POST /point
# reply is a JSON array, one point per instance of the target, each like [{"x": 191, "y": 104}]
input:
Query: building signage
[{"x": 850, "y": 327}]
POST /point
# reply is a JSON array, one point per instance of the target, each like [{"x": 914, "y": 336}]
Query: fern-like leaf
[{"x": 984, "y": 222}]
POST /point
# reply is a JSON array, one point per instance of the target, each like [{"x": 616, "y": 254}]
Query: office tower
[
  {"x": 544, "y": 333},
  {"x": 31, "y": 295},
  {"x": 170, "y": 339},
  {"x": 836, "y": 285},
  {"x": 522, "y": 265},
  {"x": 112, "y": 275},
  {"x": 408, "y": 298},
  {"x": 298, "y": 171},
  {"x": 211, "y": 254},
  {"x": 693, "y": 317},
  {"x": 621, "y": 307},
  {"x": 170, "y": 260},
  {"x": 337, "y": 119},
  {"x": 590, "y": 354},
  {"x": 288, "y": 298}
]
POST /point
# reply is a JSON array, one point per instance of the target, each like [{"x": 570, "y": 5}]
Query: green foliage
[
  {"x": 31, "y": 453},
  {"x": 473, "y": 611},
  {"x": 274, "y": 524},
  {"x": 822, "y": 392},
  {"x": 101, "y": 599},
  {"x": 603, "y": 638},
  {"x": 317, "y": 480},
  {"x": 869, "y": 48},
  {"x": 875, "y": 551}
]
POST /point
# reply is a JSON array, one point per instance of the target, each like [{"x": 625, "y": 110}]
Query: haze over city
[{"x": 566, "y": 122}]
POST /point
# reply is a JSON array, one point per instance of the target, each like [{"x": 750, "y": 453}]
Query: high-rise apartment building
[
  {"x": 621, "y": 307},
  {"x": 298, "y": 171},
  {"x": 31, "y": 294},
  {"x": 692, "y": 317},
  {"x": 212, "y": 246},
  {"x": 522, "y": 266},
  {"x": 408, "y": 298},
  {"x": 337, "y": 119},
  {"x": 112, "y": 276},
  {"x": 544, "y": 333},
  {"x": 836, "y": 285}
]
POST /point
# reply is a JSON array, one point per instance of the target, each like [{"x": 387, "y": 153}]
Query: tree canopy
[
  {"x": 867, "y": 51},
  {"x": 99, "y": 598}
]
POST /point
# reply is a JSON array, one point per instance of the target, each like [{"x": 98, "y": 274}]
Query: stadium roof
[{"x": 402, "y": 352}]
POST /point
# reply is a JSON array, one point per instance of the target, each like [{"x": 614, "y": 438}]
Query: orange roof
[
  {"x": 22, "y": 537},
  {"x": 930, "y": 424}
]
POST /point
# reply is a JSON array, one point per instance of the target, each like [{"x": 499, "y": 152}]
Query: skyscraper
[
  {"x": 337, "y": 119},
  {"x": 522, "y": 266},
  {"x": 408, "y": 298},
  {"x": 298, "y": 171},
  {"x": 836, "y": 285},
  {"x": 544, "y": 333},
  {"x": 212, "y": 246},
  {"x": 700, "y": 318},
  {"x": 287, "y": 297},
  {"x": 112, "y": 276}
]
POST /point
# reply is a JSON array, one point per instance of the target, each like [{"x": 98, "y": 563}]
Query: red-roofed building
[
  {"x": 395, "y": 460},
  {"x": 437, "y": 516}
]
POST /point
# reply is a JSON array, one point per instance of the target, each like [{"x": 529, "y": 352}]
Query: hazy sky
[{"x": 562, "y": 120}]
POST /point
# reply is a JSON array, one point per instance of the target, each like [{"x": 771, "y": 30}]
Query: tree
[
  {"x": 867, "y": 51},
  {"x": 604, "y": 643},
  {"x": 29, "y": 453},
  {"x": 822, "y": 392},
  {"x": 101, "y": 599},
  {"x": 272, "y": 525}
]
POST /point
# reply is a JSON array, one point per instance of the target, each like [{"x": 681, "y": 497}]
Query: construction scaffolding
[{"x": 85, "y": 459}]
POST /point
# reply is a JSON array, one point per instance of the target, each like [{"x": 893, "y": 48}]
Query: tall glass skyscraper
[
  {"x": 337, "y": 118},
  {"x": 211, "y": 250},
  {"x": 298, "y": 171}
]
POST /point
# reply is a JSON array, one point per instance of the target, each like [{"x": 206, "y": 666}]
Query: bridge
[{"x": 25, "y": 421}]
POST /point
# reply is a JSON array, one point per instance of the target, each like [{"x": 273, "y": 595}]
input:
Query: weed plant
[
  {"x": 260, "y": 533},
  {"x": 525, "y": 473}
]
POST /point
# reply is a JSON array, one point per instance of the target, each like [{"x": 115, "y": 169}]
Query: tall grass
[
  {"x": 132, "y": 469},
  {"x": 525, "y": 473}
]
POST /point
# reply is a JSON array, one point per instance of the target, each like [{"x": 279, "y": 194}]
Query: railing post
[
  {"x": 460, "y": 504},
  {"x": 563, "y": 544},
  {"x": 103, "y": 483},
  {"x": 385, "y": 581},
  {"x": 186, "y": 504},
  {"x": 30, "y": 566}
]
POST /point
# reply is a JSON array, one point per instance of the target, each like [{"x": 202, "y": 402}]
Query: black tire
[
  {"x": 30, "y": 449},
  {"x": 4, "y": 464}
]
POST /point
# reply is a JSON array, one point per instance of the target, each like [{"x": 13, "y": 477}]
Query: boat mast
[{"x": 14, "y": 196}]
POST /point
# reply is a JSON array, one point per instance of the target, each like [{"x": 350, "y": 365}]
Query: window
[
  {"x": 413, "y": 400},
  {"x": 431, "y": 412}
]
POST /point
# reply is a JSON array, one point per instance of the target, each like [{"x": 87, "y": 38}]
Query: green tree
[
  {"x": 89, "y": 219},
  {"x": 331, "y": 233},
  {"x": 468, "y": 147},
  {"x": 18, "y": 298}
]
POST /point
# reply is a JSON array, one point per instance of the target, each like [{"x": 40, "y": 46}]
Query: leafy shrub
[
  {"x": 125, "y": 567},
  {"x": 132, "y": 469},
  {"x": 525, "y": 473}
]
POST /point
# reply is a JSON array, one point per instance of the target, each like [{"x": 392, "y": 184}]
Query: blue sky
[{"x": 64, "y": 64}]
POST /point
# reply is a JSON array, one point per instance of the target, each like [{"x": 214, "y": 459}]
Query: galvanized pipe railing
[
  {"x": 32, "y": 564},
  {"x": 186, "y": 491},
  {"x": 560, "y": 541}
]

--------

• [SET TASK]
Return every line of the entries above that contains the word "tree", treating uppercase and lowercase letters as different.

• [THE RESULT]
Query: tree canopy
Query: tree
Query: green tree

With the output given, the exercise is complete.